— Records to process —
********************
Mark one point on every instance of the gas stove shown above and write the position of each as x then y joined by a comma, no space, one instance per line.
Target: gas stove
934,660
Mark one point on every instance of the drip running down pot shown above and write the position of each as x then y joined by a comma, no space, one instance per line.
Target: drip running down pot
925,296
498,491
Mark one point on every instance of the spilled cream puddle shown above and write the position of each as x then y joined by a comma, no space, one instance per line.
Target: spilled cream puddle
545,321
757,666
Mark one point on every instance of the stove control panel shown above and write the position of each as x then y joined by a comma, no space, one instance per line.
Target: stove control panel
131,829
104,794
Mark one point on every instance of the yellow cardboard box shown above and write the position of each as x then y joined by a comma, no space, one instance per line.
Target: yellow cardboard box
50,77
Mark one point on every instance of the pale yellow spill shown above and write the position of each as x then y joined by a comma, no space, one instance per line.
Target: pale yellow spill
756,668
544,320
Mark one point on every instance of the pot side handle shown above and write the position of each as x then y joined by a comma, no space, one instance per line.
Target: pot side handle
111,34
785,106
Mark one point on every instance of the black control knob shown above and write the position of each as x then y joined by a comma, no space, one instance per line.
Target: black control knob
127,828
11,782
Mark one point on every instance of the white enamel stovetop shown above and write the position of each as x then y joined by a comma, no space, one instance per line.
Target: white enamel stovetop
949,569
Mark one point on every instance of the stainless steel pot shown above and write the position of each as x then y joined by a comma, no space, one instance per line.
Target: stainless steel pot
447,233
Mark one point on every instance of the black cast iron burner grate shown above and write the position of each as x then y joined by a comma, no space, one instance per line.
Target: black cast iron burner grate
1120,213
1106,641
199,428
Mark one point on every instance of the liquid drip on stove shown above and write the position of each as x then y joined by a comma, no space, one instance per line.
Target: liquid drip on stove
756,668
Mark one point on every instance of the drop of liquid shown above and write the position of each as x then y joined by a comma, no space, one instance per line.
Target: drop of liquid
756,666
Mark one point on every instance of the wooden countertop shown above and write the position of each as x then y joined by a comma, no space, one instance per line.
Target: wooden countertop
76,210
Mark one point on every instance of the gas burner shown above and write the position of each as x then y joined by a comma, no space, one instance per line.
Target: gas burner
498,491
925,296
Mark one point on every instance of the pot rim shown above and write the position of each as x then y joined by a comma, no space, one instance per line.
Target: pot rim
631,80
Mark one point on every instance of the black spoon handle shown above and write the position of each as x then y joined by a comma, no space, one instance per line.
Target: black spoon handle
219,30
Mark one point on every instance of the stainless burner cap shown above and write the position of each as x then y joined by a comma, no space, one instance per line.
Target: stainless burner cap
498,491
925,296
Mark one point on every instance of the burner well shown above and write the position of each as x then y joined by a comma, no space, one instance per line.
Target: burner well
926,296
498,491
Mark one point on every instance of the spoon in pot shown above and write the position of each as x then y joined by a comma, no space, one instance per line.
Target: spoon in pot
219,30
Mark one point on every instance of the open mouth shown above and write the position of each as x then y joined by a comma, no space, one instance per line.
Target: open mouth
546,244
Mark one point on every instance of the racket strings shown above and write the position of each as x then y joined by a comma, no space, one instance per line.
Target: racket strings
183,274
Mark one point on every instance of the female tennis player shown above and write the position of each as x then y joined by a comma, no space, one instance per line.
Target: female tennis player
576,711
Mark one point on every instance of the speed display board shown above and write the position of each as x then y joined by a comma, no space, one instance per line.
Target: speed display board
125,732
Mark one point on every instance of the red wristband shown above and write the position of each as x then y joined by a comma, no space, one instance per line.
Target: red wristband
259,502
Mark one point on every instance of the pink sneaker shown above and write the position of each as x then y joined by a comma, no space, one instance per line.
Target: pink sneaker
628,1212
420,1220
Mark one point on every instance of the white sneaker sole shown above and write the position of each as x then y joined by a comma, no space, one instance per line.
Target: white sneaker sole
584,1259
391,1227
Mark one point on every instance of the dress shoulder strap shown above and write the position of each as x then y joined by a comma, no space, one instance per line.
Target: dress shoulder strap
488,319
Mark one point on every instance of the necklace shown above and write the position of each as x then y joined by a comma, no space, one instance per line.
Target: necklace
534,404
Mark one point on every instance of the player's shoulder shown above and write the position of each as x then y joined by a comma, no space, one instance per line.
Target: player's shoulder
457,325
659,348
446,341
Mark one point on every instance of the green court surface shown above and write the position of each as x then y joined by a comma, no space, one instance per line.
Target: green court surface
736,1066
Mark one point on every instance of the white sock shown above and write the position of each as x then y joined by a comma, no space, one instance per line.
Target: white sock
********************
— Given instruction —
Reproduce the entire listing word for word.

— Solution to this exercise —
Mark one point on every instance of the gas stove shown above and write the position of each as x then y joined by a comma, no space, one instance per line.
Target: gas stove
934,660
Mark one point on every instance of the drip running down pot shown above and write the position of each as x then y joined by a comma, no space, one instance per line.
Target: drip running down pot
925,296
498,491
Mark one point on every instance of the spilled cream puddle shown above and write the position of each as x then y joined by a comma, no space, one instance per line.
Target: spilled cream puddle
545,321
757,666
Mark one point on every instance of the stove control panel shown above and write the position of each as x then y joined by a comma, no space, one instance per line.
Target: stove control panel
131,829
104,794
Mark one point on every instance of the yellow cardboard box shown above and write the position of each as x then y joined by a comma, no space, one instance per line.
Target: yellow cardboard box
50,77
Mark one point on every instance of the pale yellow spill shown above and write the position of each as x then y joined by a comma, no space, one instance per line.
Target: pale yellow spill
756,668
544,320
Mark one point on every instance of the pot side handle shown above and write the position of each as x then y joined by a comma, no space, one instance per line.
Target: pot side handle
111,34
785,106
Mark one point on every instance of the black control knob shown above and write the position of each as x then y joined by a comma, no space, one instance per line.
Target: black control knob
127,828
11,782
Mark one point on every instance of the white enamel stovetop shown above and write the position of each as x then y joined by a comma, no space, one instance per line.
Target: white enamel stovetop
949,569
Mark one point on every instance of the stainless steel pot shown above and write the position of each as x then y joined by a comma, no space, one instance per line.
Target: stainless steel pot
447,233
Mark one point on every instance of the black cast iron burner grate shown above and write the position of each as x then y joined by a comma, no space, one instance per line.
Target: black cast iron burner grate
1120,213
1106,641
199,428
Mark one point on every instance of the liquid drip on stove shown above and write the position of each as x then y joined by a comma, no space, one instance per line.
Target: liquid drip on stove
756,668
Mark one point on every instance of the drop of liquid shown above and write the position of each as x then y joined by a comma, no space, one instance per line.
Target: drop of liquid
756,666
Mark one point on every instance of the wooden countertop shown above and write the position of each as x then y joined by a comma, no space, one instance per line.
Target: wooden countertop
76,210
Mark one point on every instance of the gas burner shown above and write the position of each as x then y joined by a comma, no space, one instance per line.
Target: gas burner
498,491
925,296
Mark one point on every instance of the pot rim shown above and write the position of each as x then y joined by a comma, no space, one instance per line.
Target: pot rim
631,80
Mark one point on every instance of the black spoon handle shown above and write the position of each as x then y joined by a comma, no space, one instance per line.
Target: black spoon handle
219,30
Mark one point on every instance of the stainless burner cap shown above and write the position of each as x then y joined by a comma, no space, one instance per line.
Target: stainless burner cap
498,491
925,296
Mark one point on every instance of the burner well shown above and write the position of each as x then y joined by a comma, no space, one instance per line.
Target: burner well
926,296
498,491
Mark one point on every instance of the spoon in pot shown above and write the position of each as x then y joined by a comma, no space, one instance per line.
Target: spoon in pot
219,30
Mark one point on every instance of the open mouth shown above and write the position of each as x then y joined by a comma, no space, one instance per line.
Target: open mouth
546,244
Mark one point on every instance of the racket strings shown above and write the position of each as x then y joined by a comma, no space, one instance per line.
Target: racket strings
183,274
Mark one point on every instance of the female tennis player shown above and write the position of each as x then y joined by a comma, no space, one instance per line.
Target: female tennis player
576,711
Mark one point on every instance of the speed display board shown above and write the position of each as x then y joined by a comma, no space, one instance per line.
Target: speed display board
125,732
Mark one point on every instance of the red wristband shown above and write the position of each as x then y joined by a comma, no space, one instance per line.
Target: red wristband
259,502
Mark one point on every instance of the pink sneaker shown above and write the position of each as x then y joined by a comma, no space, one instance per line.
Target: pink sneaker
628,1212
420,1220
Mark one point on every instance of the white sneaker sole shown above and write the position of each as x then y joined by a comma, no space, one instance per line.
Target: white sneaker sole
584,1259
391,1227
Mark one point on every instance of the dress shoulder strap shown above and write the position of each as x then y joined by a comma, no space, one instance per line.
Target: dress shoulder strap
488,319
Mark one point on every instance of the necklace shown above and write the position of each as x then y joined by a comma, no space, one instance per line.
Target: necklace
534,404
Mark one point on every instance of the player's shoulder shown above and write the position of each as x then y joined by a comma, no space, one instance per line.
Target: player's shoulder
457,325
659,348
446,341
Mark one point on every instance of the green court surface shown above and write the position of each as x then y joined by a comma, no space, one instance per line.
Target: green court surface
736,1066
Mark one point on every instance of the white sock shown above and write the position of each as x then y joined by a comma, no space, one instance per line.
Target: white sock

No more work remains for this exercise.